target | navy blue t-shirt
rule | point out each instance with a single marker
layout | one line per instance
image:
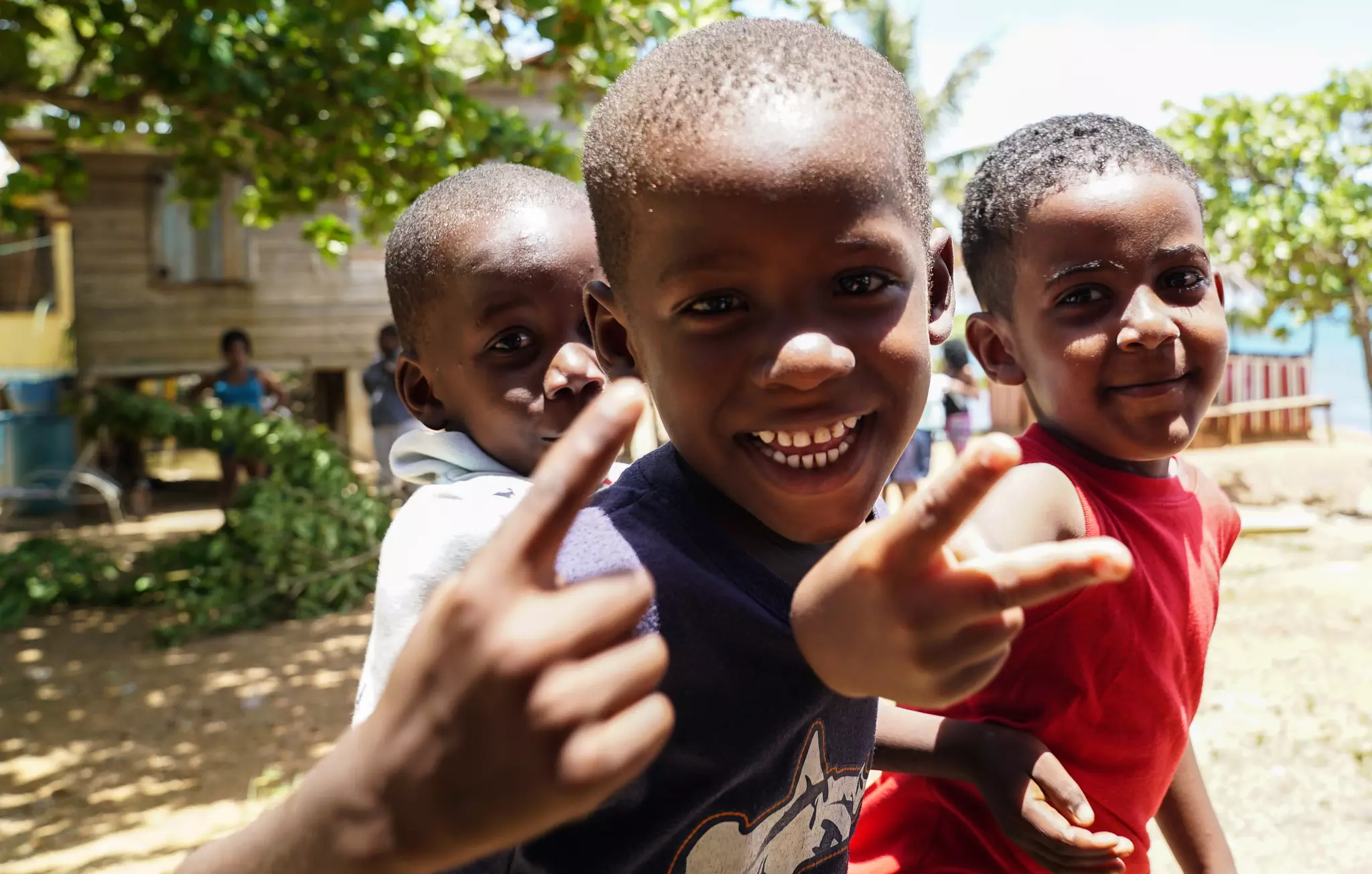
(766, 769)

════════════════════

* WHAT THE TASK REQUIRES: Rewrite the data above, replacing "navy blue" with "dark blue" and leaving every other part unchanged. Leave the pictures out of your version.

* WRITTEN ANSWER:
target | dark blue t-shirt
rule | point out each instance with a single marker
layout | one line per instance
image:
(766, 769)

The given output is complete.